- _RICHIESTA A_
Elenca gli elementi che il brano da leggere considera vere forme di penitenza, distinte dagli esercizi prescritti dalla Chiesa o dalla Regola.

I frati, quindi, benché l’osservanza costante dei voti, l’adempimento degli obblighi, la gioiosa accettazione delle difficoltà, derivanti dal lavoro o dall’apostolato e dalla vita comune, siano da ritenere come vere forme di penitenza, non tralascino, tuttavia, quegli esercizi spirituali di penitenza, che la Chiesa universale o locale prescrive o che la Regola impone, adattati però alla mentalità e ai costumi dei popoli.

61. Nelle nostre comunità, con la liturgia e la Chiesa, sia strettamente osservato il tempo di quaresima, come particolare periodo di penitenza [87].

Tutti i venerdì dell’anno siano ritenuti, secondo le prescrizioni della Chiesa, come giorni penitenziali [88].

Il tempo di avvento, invece, sia celebrato, secondo l’uso della Chiesa e lo spirito dell’Ordine, nella vigile attesa di Cristo e nella risoluta conversione del cuore.

Oltre a quanto stabilito dalla Chiesa, gli statuti di ogni provincia determinino forme, anche nuove, di penitenza, la cui attivazione pratica è rimessa alle definizioni dei capitoli conventuali.

62. Inoltre i nostri religiosi pratichino, a testimonianza di povertà e di carità, tutte quelle forme penitenziali che comportano un certo risparmio, perché possano compiere opere di misericordia.

Esortazione

63. I frati, pertanto, seguendo l’esempio mirabile della Beata Maria Vergine e dei nostri Padre che fiorirono nella santità, specialmente del Fondatore e del Rifondatore, conducano una vita santa, conservando integra la fede, la speranza, sincera la carità [89].

Capitolo V: APOSTOLATO DELL’ORDINE

64. I frati, intimamente consacrati alla Chiesa al suo mistero, partecipano più pienamente alla missione redentrice che Cristo Signore ha ricevuto dal Padre per lo Spirito Santo, secondo le parole del Vangelo: “Lo Spirito del Signore è sopra di me; per questo mi ha consacrato con l’unzione, e mi ha mandato per annunciare ai poveri un lieto messaggio, per risanare i contriti di cuore, per proclamare ai prigionieri la liberazione...” (Lc 4, 18).

La Santa Trinità, pertanto, è il principio movente e, per nuovo titolo, la ragione suprema del nostro apostolato, il cui compito è mettersi a servizio della Chiesa universale e particolare, nelle opere di carità e del sacro ministero, secondo il carisma proprio dell’Ordine.

I frati, per la carità redentiva, dalla quale è animato e informato tutto l’apostolato dell’Ordine, partecipano e testimoniano l’amore della Trinità nell’opera della salvezza umana.

65. Il nostro Ordine, quindi, cerca di partecipare alla missione della Chiesa e alla sua azione pastorale, sia presso il popolo cristiano che nel campo missionario ed ecumenico [90], per l’edificazione del Regno di Dio, nel ministero di fede e nel servizio di carità e di redenzione.

- _RICHIESTA B_
Trascrivi senza alcuna modifica la parte delle righe che si apre con la prima riga e si chiude con quella contenente "600,407 -> 640,453", estremi inclusi.

- _ESTRATTI DELLE RIGHE_
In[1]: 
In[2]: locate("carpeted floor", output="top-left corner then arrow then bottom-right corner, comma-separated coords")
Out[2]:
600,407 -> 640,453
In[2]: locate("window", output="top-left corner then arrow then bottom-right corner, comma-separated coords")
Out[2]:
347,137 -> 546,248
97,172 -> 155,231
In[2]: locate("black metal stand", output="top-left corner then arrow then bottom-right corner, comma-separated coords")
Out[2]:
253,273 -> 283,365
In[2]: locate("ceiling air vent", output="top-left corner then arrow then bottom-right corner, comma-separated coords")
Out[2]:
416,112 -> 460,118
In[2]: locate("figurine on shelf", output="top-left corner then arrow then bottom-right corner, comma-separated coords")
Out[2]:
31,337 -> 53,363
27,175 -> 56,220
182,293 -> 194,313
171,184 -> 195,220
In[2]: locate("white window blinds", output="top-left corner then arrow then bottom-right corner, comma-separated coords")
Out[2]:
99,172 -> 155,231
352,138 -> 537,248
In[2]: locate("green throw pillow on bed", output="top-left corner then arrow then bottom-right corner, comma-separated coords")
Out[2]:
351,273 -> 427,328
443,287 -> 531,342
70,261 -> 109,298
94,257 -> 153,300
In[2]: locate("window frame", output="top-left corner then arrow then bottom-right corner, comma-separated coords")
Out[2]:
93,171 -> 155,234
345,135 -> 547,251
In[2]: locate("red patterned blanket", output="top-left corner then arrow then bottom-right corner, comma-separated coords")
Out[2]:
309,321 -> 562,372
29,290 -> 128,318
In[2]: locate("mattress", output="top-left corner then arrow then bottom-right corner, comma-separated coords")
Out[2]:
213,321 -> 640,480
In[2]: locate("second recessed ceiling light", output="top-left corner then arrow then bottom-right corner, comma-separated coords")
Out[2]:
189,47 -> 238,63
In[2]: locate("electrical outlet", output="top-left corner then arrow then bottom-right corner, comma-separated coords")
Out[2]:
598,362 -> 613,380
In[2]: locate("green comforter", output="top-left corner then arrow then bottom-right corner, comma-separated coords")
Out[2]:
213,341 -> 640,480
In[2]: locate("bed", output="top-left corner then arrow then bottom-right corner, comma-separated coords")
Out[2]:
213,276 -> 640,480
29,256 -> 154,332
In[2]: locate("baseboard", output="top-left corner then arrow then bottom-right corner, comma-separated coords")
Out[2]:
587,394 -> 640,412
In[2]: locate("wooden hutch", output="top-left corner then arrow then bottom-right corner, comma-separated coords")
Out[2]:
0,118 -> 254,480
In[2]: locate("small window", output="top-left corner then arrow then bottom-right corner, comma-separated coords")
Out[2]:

- _RISPOSTA SCRITTA A_
- l'osservanza costante dei voti
- l'adempimento degli obblighi
- la gioiosa accettazione delle difficoltà derivanti dal lavoro o dall'apostolato e dalla vita comune

- _RISPOSTA SCRITTA B_
In[1]: 
In[2]: locate("carpeted floor", output="top-left corner then arrow then bottom-right corner, comma-separated coords")
Out[2]:
600,407 -> 640,453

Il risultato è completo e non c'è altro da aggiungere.